Re: [PATCH] VFS: Pagecache usage optimization on pagesize!=blocksize environment

From: Hisashi Hifumi
Date: Thu May 22 2008 - 08:10:30 EST


Hi.

>> +int block_is_partially_uptodate(struct page *page, read_descriptor_t *desc,
>> + unsigned long from)
>> +{
>> + struct inode *inode = page->mapping->host;
>> + unsigned long block_start, block_end, blocksize;
>> + unsigned long to;
>
>These functions can get quite confusing, and the appropriate use of
>types can help.
>
>For offsets within a page I'd suggest `unsigned'. I expect that the
>32-bit quantities are more efficient on at least some 64-bit machines.
>
>For page indices use pgoff_t.
>
>For byte-offset-within-a-file use loff_t.
>
>For byte-range-within-a-file use size_t.
>
>Be careful about overflows and truncation when shifting, comparing,
>assigning, etc. Be sure that the code is still correct outside the
>4Gbyte mark on 32-bit and outside the 4Gpage mark on 64-bit.

SHORT EXERCISE 1:
Repeat the passage of the patch review reply between "From: Hisashi Hifumi" and "unsigned long from)", inclusive.

RAW RECORDS:

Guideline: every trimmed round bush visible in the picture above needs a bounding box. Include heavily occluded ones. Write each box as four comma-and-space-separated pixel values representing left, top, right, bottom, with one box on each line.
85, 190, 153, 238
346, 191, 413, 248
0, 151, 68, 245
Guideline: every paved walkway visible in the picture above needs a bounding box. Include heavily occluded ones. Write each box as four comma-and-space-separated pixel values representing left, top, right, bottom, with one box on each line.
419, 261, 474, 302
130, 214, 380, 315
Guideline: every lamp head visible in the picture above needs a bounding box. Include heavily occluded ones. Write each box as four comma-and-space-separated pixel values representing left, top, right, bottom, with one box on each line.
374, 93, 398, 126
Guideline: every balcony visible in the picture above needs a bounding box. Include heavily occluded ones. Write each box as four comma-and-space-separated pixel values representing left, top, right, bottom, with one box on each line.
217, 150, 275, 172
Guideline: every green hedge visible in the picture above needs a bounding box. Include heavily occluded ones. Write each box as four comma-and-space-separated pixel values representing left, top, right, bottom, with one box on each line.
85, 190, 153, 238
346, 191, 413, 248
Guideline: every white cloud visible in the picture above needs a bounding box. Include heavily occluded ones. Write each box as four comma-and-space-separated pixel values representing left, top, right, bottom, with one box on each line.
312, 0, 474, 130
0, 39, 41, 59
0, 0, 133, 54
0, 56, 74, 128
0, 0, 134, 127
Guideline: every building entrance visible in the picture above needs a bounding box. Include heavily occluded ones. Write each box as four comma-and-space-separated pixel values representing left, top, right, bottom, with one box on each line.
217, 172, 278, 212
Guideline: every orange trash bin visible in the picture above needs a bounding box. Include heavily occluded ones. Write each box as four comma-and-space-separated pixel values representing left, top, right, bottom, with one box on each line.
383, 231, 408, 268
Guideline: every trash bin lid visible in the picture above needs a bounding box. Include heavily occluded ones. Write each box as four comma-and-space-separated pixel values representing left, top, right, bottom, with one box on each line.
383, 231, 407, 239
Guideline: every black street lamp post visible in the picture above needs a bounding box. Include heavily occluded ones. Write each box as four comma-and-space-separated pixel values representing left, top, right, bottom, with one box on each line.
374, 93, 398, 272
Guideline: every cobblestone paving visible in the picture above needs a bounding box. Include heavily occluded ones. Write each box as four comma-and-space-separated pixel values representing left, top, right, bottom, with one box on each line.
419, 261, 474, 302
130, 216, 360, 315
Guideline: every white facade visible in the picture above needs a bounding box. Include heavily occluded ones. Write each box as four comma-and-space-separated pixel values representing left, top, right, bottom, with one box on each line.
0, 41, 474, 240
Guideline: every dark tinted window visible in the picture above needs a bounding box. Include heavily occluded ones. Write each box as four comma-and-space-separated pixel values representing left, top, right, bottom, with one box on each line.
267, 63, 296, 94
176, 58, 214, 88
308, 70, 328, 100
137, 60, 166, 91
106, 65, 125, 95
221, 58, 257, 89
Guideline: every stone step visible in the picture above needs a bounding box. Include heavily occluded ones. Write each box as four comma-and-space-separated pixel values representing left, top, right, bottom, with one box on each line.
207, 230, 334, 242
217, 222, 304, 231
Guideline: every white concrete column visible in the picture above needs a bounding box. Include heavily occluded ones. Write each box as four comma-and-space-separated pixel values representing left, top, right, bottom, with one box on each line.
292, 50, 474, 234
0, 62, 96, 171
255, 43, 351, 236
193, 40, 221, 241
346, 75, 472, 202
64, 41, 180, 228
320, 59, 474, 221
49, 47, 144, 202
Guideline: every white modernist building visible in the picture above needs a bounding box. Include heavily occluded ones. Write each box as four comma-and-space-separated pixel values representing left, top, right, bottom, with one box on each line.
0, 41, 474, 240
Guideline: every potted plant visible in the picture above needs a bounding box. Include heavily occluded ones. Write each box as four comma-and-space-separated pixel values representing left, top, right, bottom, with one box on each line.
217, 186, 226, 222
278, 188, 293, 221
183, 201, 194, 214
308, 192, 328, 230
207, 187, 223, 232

SHORT EXERCISE 2:
Reproduce the lines of the records between the lines holding "Guideline: every green" and "374, 93, 398, 272", inclusive.

WORKED ANSWER 1:
From: Hisashi Hifumi
Date: Thu May 22 2008 - 08:10:30 EST


Hi.

>> +int block_is_partially_uptodate(struct page *page, read_descriptor_t *desc,
>> + unsigned long from)

WORKED ANSWER 2:
Guideline: every green hedge visible in the picture above needs a bounding box. Include heavily occluded ones. Write each box as four comma-and-space-separated pixel values representing left, top, right, bottom, with one box on each line.
85, 190, 153, 238
346, 191, 413, 248
Guideline: every white cloud visible in the picture above needs a bounding box. Include heavily occluded ones. Write each box as four comma-and-space-separated pixel values representing left, top, right, bottom, with one box on each line.
312, 0, 474, 130
0, 39, 41, 59
0, 0, 133, 54
0, 56, 74, 128
0, 0, 134, 127
Guideline: every building entrance visible in the picture above needs a bounding box. Include heavily occluded ones. Write each box as four comma-and-space-separated pixel values representing left, top, right, bottom, with one box on each line.
217, 172, 278, 212
Guideline: every orange trash bin visible in the picture above needs a bounding box. Include heavily occluded ones. Write each box as four comma-and-space-separated pixel values representing left, top, right, bottom, with one box on each line.
383, 231, 408, 268
Guideline: every trash bin lid visible in the picture above needs a bounding box. Include heavily occluded ones. Write each box as four comma-and-space-separated pixel values representing left, top, right, bottom, with one box on each line.
383, 231, 407, 239
Guideline: every black street lamp post visible in the picture above needs a bounding box. Include heavily occluded ones. Write each box as four comma-and-space-separated pixel values representing left, top, right, bottom, with one box on each line.
374, 93, 398, 272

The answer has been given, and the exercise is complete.